··· PROVIDED ENTRIES
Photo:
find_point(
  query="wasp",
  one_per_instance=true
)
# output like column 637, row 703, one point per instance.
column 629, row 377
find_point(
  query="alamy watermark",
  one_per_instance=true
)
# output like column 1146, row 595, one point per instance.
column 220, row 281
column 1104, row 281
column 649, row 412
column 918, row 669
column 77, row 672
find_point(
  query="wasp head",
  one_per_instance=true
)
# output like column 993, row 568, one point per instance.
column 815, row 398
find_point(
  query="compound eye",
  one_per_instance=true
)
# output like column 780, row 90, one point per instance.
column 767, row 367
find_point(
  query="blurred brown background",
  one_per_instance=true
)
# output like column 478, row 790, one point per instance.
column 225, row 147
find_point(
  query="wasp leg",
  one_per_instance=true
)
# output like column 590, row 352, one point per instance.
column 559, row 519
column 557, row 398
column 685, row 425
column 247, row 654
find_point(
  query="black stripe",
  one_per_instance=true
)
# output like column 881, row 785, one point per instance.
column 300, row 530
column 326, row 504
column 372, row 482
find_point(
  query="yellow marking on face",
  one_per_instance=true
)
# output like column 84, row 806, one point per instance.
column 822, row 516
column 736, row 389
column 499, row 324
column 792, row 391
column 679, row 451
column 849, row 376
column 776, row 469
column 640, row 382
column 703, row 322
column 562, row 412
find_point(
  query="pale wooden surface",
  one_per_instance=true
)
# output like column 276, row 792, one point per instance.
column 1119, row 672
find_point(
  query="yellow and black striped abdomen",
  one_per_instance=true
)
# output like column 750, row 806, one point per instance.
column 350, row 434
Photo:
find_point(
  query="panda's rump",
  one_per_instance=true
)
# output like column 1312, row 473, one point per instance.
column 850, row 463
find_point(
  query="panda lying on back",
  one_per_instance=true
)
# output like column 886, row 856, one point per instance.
······
WHAT IS REQUIRED ::
Write out the entries above word for word, starting at the first line and ending at the line that contains "column 77, row 672", with both of those lines included.

RESULT FOR THIS TASK ::
Photo:
find_point(
  query="wasp",
  one_per_instance=true
)
# output like column 637, row 703, one point per instance.
column 629, row 377
find_point(
  query="alamy watermark",
  one_per_instance=true
)
# output like column 1146, row 595, one point per instance.
column 220, row 281
column 1104, row 281
column 649, row 412
column 918, row 669
column 77, row 672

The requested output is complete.